Exercise:
Quote each of the records below verbatim, reproducing every line without alteration.

Data entries start

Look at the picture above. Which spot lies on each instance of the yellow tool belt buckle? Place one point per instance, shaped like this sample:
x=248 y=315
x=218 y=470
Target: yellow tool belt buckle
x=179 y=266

Data entries end

Result of the exercise:
Look at the picture above. Which spot lies on each instance of the yellow tool belt buckle? Place one point per instance, shaped like this sample:
x=248 y=315
x=218 y=470
Target: yellow tool belt buckle
x=179 y=266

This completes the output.